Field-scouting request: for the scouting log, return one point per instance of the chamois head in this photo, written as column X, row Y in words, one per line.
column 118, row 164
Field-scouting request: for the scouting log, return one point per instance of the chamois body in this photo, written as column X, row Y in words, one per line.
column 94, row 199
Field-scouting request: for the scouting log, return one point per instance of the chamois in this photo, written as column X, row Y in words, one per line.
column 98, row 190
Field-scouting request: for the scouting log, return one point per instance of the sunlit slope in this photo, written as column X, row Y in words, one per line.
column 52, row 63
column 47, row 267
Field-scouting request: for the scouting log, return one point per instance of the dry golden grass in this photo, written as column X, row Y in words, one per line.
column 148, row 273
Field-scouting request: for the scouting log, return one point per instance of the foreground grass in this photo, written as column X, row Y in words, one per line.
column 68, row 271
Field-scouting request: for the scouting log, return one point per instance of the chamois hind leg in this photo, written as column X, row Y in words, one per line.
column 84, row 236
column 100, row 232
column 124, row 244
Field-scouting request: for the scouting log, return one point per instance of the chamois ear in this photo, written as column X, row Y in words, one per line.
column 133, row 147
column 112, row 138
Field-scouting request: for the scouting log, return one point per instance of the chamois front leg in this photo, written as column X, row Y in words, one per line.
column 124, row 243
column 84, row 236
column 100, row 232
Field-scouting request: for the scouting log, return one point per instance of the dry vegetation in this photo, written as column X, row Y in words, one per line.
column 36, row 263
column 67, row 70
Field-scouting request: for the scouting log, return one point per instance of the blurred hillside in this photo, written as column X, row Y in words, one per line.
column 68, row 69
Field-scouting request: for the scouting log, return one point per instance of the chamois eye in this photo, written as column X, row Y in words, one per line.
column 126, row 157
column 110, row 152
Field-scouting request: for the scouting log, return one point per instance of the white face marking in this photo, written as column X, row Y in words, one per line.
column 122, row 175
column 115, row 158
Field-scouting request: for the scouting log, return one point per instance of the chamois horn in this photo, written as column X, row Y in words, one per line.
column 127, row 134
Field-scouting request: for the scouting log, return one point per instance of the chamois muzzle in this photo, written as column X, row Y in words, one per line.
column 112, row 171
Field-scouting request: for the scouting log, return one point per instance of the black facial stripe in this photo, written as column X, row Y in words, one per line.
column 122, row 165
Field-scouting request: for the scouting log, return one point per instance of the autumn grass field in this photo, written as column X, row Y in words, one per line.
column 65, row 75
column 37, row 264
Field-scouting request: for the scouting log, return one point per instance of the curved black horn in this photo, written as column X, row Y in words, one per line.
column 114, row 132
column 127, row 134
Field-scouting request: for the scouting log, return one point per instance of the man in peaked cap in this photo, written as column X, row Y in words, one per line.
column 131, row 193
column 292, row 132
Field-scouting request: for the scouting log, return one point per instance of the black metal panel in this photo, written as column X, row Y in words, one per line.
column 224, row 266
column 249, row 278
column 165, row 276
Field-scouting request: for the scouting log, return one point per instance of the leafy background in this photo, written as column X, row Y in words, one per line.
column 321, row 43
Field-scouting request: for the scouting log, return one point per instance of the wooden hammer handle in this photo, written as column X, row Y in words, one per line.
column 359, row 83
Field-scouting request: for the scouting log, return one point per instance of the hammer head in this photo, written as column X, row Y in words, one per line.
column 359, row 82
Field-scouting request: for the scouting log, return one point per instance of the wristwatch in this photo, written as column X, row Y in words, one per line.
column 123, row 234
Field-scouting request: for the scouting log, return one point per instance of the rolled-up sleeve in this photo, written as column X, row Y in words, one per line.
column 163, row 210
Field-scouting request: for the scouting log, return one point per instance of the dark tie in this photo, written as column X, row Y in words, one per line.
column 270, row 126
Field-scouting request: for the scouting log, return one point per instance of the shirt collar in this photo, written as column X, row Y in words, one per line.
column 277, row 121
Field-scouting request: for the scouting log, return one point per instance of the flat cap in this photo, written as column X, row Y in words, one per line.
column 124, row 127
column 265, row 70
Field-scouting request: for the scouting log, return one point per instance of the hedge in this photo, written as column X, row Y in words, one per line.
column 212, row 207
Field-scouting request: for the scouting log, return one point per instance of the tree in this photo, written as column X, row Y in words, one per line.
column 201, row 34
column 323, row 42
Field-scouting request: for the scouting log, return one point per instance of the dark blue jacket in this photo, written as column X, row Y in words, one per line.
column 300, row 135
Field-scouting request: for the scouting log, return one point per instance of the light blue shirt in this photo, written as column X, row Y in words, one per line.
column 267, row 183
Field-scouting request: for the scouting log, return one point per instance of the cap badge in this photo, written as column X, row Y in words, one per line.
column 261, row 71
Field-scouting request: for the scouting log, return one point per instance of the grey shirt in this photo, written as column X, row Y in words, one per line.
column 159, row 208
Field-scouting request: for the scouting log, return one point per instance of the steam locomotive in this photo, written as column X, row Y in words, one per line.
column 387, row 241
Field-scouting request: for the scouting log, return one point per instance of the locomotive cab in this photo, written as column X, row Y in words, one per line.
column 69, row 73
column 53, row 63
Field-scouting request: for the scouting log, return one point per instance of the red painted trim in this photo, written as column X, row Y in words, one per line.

#####

**The problem**
All of the material above is to be retyped word for word.

**Output for this task**
Field-scouting request: for the scouting log, return one point per instance of the chamois head in this photo, written as column X, row Y in words, one per line.
column 118, row 164
Field-scouting request: for the scouting log, return one point per instance of the chamois body in this photo, written as column X, row Y in words, one per line.
column 94, row 199
Field-scouting request: for the scouting log, return one point per instance of the chamois in this photo, written as column X, row Y in words, one per line.
column 98, row 190
Field-scouting request: for the scouting log, return one point per instance of the sunlit slope in this photo, written as column X, row Y in words, one per line.
column 52, row 63
column 47, row 267
Field-scouting request: for the scouting log, return one point per instance of the dry golden grass in this photo, written as column X, row Y in words, one per line.
column 148, row 273
Field-scouting request: for the scouting log, return one point per instance of the foreground grass in this photo, written as column X, row Y in words, one per line.
column 68, row 271
Field-scouting request: for the scouting log, return one point per instance of the chamois hind leg in this photo, written as column X, row Y in words, one per line.
column 84, row 236
column 100, row 232
column 124, row 244
Field-scouting request: for the scouting log, return one point per instance of the chamois ear in this photo, written as column X, row Y in words, one per line.
column 133, row 147
column 112, row 138
Field-scouting request: for the scouting log, return one point per instance of the chamois front leg in this photo, written as column X, row Y in words, one per line.
column 124, row 243
column 84, row 236
column 100, row 232
Field-scouting request: for the scouting log, return one point per instance of the dry vegetation in this photo, written as column X, row Y in words, one per line.
column 36, row 263
column 67, row 70
Field-scouting request: for the scouting log, return one point per instance of the blurred hillside in this photo, written as column X, row Y in words, one per line.
column 68, row 69
Field-scouting request: for the scouting log, return one point per instance of the chamois eye in this photo, written as column X, row Y in words, one per line.
column 126, row 157
column 110, row 152
Field-scouting request: for the scouting log, return one point per instance of the white face marking in this photo, written as column X, row Y in words, one per line.
column 122, row 175
column 115, row 158
Field-scouting request: for the scouting log, return one point per instance of the chamois horn in this photo, written as column X, row Y in words, one per line.
column 127, row 134
Field-scouting request: for the scouting log, return one point per instance of the chamois muzzle in this photo, written as column X, row Y in words, one per line.
column 112, row 171
Field-scouting request: for the scouting log, return one point per instance of the black facial stripe in this photo, written as column X, row Y in words, one per line.
column 122, row 165
Field-scouting request: for the scouting log, return one point per instance of the autumn grass field in this photo, written as column X, row Y in words, one per line.
column 65, row 75
column 37, row 264
Field-scouting request: for the scouting log, return one point per instance of the curved black horn in this photo, written as column X, row Y in words, one per line.
column 114, row 132
column 127, row 134
Field-scouting request: for the scouting log, return one point per instance of the man in peaked cap in this photo, written as column X, row Y in words, one per line.
column 131, row 193
column 292, row 132
Field-scouting request: for the scouting log, return one point per instance of the black metal panel in this photo, written as column X, row Y in words, one per line.
column 224, row 266
column 249, row 278
column 165, row 276
Field-scouting request: for the scouting log, return one point per instance of the leafy background in this photo, written as column X, row Y in words, one per line.
column 321, row 43
Field-scouting request: for the scouting log, return one point per instance of the wooden hammer handle in this photo, written as column X, row Y in words, one per line.
column 359, row 83
Field-scouting request: for the scouting log, return one point per instance of the hammer head in this photo, written as column X, row Y in words, one per line.
column 359, row 82
Field-scouting request: for the scouting log, return one point per instance of the wristwatch in this photo, written as column X, row Y in words, one per line.
column 123, row 234
Field-scouting request: for the scouting log, return one point per instance of the rolled-up sleeve in this photo, written as column X, row Y in words, one per line.
column 163, row 210
Field-scouting request: for the scouting log, return one point per instance of the dark tie in this photo, written as column X, row Y in words, one per line.
column 270, row 126
Field-scouting request: for the scouting log, return one point per instance of the shirt collar in this photo, written as column X, row Y in words, one per line.
column 277, row 121
Field-scouting request: for the scouting log, return one point per instance of the flat cap in this photo, written as column X, row Y in words, one per line.
column 124, row 127
column 265, row 70
Field-scouting request: for the scouting log, return one point per instance of the hedge in this photo, written as column X, row Y in words, one per line.
column 212, row 207
Field-scouting request: for the scouting log, return one point per instance of the tree in this photo, written as column X, row Y in words, one per line.
column 201, row 34
column 323, row 42
Field-scouting request: for the scouting log, return one point per instance of the dark blue jacket in this photo, written as column X, row Y in words, one per line.
column 300, row 135
Field-scouting request: for the scouting log, return one point per instance of the light blue shirt in this photo, written as column X, row Y in words, one per line.
column 267, row 183
Field-scouting request: for the scouting log, return one point per instance of the cap badge in this photo, written as column X, row Y in words, one per line.
column 261, row 71
Field-scouting request: for the scouting log, return one point per instance of the grey shirt in this photo, written as column X, row Y in words, one per line.
column 159, row 208
Field-scouting request: for the scouting log, return one point per instance of the steam locomotive in this photo, written as column X, row Y in words, one per line.
column 387, row 241
Field-scouting request: for the scouting log, return one point per instance of the locomotive cab in this photo, written as column X, row Y in words, one per line.
column 69, row 73
column 53, row 63
Field-scouting request: for the scouting log, return one point per instance of the red painted trim in this photo, written as column X, row Y in words, one per line.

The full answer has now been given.